__TASK LIST__
A) In the passage about Earl Spencer, where was the memorial service to Shusha Guppy held?
B) Repeat the passage about Earl Spencer from "The child has" up to and including "shocked her husband.".

__SELECTION__
'''
Friends who meet Earl Spencer say he displays no sense of ordeal involving any of these women. 'He's in good form,' says one. 'You'd never know he was in the middle of wrangling with an ex-wife and dumping a girlfriend.'

You have to wonder just how deep the effects of his childhood runs, as well as his conscience. This is a youngest child, the long-awaited son to continue the line of Earl Spencers, whose arrival was greeted with relief and celebration.

The child has become a man who gives all the appearance of doing precisely what he wishes and is prone to bouts of anger if he does not get his own way. And in wanting his own way, he has strayed into forbidden and dangerous areas, drawing criticism from even his most devoted friends.

On Thursday, when a memorial service to Shusha Guppy, mother of his lifelong and closest friend since Eton, Darius Guppy, was held at St James's Church, Piccadilly, Lord Spencer was not in the congregation. Of course, circumstances may have prevented him from being there, but no one was seriously surprised by his absence.

Things have not been the same between Darius and Charles since an extraordinary series of events that began in April 2006, when Guppy's pretty wife, Patricia, a delicate blonde from Sunderland who once ran an escort agency, revealed something that shocked her husband.
She told him that while he was in prison for an attempted jewellery insurance fraud back in 1993, she'd had dinner at Althorp and Spencer had tried to seduce her after his then wife, Victoria, had gone to bed.
Patricia had kept the incident to herself all these years on account of Charles's and Darius's lifelong friendship, as she didn't want to upset him. But she had heard that two other women who were at the dinner, and towards whom he also allegedly made advances, had been talking about it, and she didn't want her husband to hear from someone other than herself.

Guppy, a man of quick and inflammatory temper, shook with anger. He telephoned Spencer accusing him of betrayal, and refused to accept his vehement denials. In the end, Spencer agreed to go to Guppy's South African home.
'''
__PROVIDED DATA__
'''
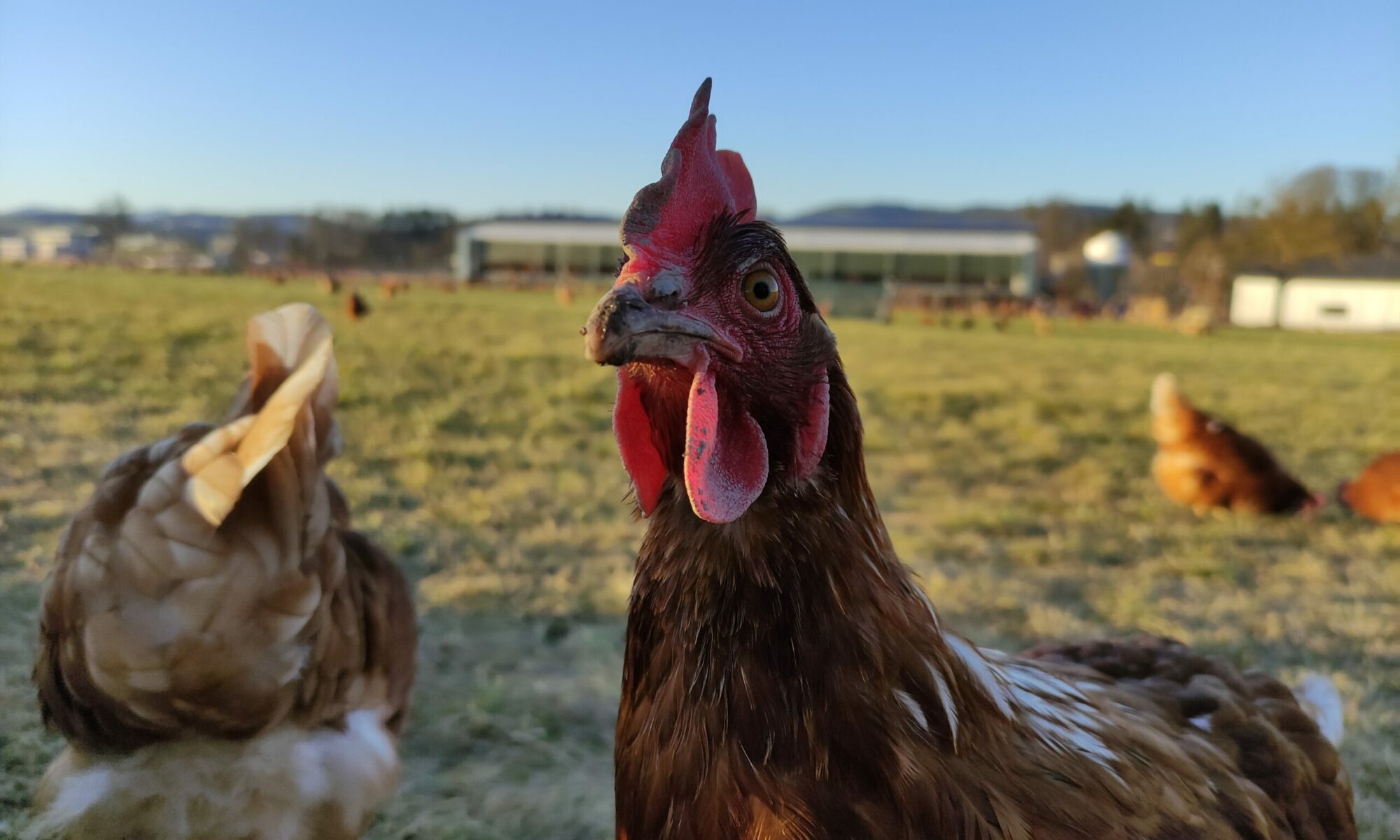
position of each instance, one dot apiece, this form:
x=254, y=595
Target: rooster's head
x=723, y=358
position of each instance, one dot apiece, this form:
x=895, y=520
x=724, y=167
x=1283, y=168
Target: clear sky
x=513, y=107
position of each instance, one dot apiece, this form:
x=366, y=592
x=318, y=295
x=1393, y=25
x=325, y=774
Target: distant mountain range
x=202, y=226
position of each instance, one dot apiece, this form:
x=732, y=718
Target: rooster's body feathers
x=786, y=680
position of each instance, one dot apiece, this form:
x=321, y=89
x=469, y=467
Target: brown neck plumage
x=764, y=586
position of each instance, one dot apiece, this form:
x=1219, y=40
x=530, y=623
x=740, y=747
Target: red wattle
x=727, y=457
x=632, y=426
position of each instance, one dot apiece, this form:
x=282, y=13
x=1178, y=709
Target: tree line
x=1325, y=216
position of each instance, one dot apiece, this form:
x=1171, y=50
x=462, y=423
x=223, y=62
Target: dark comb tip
x=701, y=106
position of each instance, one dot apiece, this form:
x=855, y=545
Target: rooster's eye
x=762, y=290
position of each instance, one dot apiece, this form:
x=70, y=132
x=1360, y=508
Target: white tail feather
x=1164, y=393
x=1322, y=702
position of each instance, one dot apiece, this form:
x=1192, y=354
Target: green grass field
x=1013, y=471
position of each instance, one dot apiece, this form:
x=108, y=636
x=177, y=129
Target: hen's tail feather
x=1322, y=702
x=1166, y=394
x=290, y=349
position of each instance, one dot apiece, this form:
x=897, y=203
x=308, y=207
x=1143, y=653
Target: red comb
x=698, y=184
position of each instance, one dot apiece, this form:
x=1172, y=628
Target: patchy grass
x=1011, y=468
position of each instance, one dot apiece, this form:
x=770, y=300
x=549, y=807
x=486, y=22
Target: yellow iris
x=762, y=290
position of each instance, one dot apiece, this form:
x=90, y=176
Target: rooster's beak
x=626, y=328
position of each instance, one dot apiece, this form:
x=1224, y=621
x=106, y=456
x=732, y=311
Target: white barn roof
x=800, y=237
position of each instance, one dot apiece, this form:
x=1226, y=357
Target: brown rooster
x=785, y=677
x=1205, y=464
x=1376, y=493
x=226, y=657
x=356, y=306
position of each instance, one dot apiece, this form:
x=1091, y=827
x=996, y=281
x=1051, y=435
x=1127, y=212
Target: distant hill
x=898, y=216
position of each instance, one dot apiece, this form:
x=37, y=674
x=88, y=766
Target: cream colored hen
x=225, y=654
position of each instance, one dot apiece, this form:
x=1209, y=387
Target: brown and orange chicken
x=786, y=678
x=225, y=654
x=1376, y=493
x=1206, y=464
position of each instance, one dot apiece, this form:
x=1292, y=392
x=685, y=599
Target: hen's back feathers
x=1206, y=464
x=1376, y=493
x=212, y=593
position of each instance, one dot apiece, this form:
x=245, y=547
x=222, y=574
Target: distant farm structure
x=1357, y=299
x=850, y=268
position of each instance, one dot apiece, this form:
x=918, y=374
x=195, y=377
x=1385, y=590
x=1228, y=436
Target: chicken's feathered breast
x=212, y=589
x=1206, y=464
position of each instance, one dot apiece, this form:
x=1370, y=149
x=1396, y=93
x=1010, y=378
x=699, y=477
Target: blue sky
x=491, y=107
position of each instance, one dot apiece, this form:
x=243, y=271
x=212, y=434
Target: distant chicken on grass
x=1376, y=493
x=226, y=656
x=786, y=680
x=1208, y=465
x=356, y=307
'''
__OUTPUTS IN ORDER__
A) At St James's Church, Piccadilly.

B)
The child has become a man who gives all the appearance of doing precisely what he wishes and is prone to bouts of anger if he does not get his own way. And in wanting his own way, he has strayed into forbidden and dangerous areas, drawing criticism from even his most devoted friends.

On Thursday, when a memorial service to Shusha Guppy, mother of his lifelong and closest friend since Eton, Darius Guppy, was held at St James's Church, Piccadilly, Lord Spencer was not in the congregation. Of course, circumstances may have prevented him from being there, but no one was seriously surprised by his absence.

Things have not been the same between Darius and Charles since an extraordinary series of events that began in April 2006, when Guppy's pretty wife, Patricia, a delicate blonde from Sunderland who once ran an escort agency, revealed something that shocked her husband.